• **WHAT TO WORK ON**
Quote only the lines from the one containing "Objective — a point for each instance of the white car" through the final line, both included, and omit the pictures.

• **DATASET**
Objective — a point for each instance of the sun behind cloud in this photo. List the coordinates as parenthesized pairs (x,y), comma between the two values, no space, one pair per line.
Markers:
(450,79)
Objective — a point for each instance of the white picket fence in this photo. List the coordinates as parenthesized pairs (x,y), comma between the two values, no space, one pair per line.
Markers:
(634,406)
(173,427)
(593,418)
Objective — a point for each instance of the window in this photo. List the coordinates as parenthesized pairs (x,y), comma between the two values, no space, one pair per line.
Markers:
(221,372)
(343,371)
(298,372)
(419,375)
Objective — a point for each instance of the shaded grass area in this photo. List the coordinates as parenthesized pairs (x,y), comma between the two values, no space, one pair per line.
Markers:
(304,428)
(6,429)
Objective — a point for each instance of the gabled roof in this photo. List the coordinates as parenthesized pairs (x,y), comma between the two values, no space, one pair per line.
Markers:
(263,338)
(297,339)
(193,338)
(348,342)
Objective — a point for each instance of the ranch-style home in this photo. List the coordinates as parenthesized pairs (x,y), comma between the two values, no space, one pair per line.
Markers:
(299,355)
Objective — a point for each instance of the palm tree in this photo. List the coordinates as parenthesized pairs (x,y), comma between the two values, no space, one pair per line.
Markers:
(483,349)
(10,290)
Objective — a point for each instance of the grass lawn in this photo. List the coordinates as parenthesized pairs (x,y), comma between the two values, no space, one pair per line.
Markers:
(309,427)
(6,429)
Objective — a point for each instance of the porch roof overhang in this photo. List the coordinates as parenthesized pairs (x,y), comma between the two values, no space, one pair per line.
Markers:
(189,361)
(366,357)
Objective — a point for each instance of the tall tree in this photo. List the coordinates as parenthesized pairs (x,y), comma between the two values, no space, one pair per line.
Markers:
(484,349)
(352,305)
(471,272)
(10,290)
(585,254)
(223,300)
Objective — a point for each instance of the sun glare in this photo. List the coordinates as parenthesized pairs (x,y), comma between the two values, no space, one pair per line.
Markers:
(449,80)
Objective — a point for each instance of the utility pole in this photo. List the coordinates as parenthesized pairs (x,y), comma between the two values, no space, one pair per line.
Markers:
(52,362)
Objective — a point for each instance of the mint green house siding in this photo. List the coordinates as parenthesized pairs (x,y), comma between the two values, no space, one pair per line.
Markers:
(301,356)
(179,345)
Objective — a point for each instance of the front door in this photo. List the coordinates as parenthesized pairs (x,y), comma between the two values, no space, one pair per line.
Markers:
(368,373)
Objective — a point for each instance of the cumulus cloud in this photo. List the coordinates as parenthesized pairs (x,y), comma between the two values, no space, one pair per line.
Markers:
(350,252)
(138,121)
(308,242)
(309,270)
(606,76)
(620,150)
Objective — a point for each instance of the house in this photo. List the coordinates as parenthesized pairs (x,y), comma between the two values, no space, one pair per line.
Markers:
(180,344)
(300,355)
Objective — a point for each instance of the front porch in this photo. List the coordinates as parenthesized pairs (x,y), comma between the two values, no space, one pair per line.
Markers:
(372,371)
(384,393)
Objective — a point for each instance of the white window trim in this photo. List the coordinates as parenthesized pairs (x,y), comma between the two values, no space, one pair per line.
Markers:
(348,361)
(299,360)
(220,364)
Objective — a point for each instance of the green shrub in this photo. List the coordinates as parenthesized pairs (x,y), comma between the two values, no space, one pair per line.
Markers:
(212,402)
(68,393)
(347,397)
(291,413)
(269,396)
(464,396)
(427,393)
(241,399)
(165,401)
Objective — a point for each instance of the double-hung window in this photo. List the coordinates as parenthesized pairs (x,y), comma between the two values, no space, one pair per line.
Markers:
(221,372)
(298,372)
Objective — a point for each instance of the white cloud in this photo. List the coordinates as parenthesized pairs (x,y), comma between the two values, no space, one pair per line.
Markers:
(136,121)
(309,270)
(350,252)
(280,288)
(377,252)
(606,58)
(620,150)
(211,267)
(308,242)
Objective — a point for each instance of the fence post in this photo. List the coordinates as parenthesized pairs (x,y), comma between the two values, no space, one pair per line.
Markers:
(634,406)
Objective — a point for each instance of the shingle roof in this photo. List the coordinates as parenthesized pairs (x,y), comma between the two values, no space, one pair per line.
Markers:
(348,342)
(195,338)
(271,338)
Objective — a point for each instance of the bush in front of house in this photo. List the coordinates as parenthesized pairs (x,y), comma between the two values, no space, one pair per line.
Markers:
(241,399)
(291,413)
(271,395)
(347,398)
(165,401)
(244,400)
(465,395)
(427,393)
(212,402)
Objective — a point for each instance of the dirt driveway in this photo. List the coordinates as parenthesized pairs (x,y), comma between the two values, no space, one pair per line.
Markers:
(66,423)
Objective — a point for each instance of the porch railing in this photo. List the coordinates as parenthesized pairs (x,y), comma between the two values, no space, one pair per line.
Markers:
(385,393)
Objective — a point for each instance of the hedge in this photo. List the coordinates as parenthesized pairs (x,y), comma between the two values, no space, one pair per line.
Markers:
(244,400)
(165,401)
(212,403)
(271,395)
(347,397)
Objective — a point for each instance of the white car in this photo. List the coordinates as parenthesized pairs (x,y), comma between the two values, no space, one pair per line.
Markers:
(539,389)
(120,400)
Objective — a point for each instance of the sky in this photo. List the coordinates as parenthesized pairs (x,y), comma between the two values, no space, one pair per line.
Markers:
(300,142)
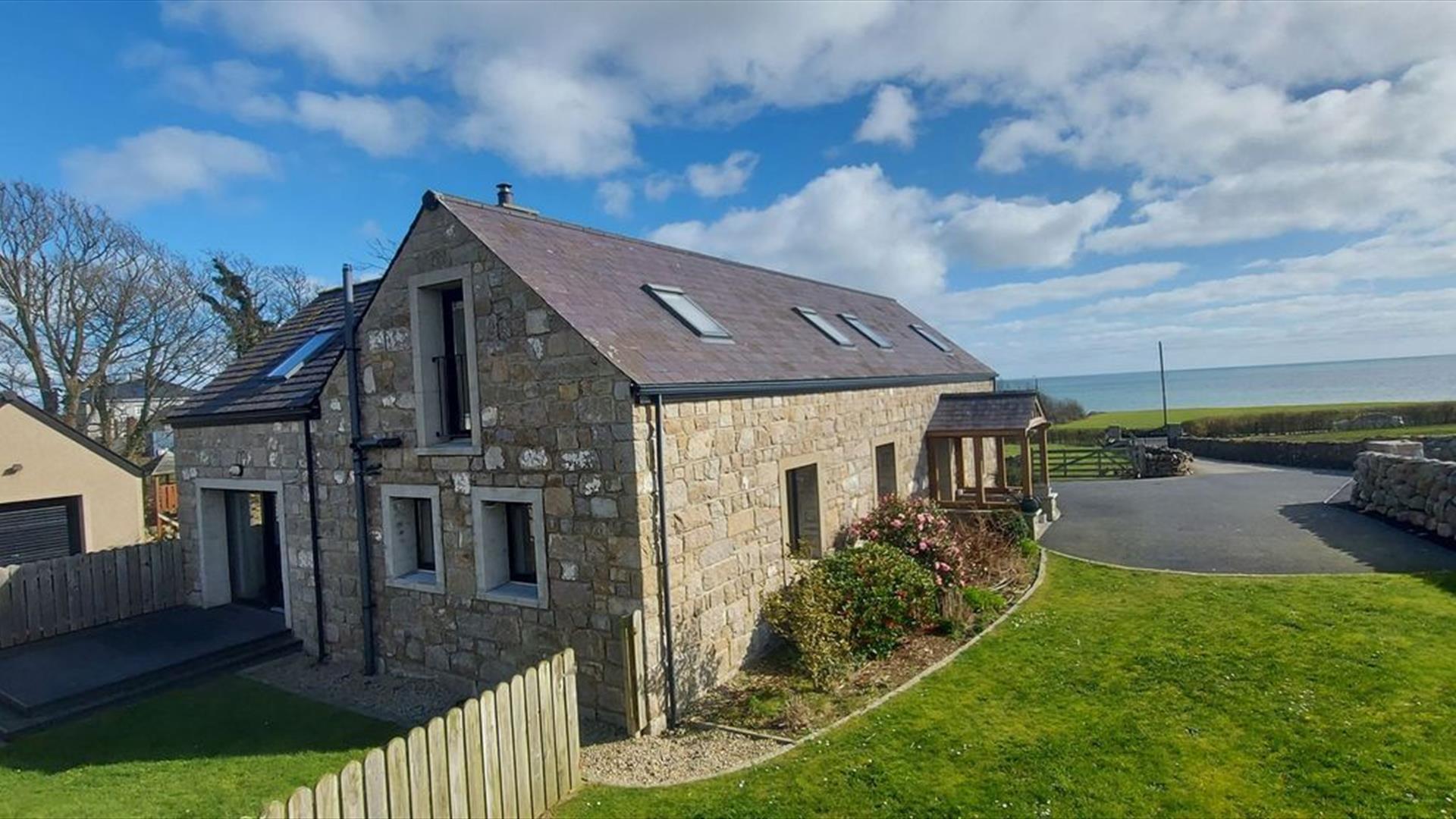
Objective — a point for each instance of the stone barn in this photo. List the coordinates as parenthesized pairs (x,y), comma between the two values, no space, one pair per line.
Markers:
(558,428)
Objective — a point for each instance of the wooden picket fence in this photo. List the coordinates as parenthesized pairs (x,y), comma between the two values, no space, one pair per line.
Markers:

• **RESULT BELOW**
Objective — a point for each instance of the white car in this photo. List the coordinates as parenthesized pairs (x,y), comma between the two values, no space, one pair per line.
Markers:
(539,389)
(120,400)
Objective — a point for each instance of the sky in this photo. List the coordinates as parenthesized pairs (x,y), comma between the two values, no space, one pair per line.
Markers:
(300,142)
Objective — a point for each instance of the stone barn in this photo. List the coordinates as parenthesized pairs (x,y), comma between the two values, no space, one pair per line.
Markers:
(558,428)
Objective — a point for each instance of the wooden picket fence in this photo. List the coordinates as parenthesized pairs (x,y), comma between the two values, no space, one pair per line.
Markers:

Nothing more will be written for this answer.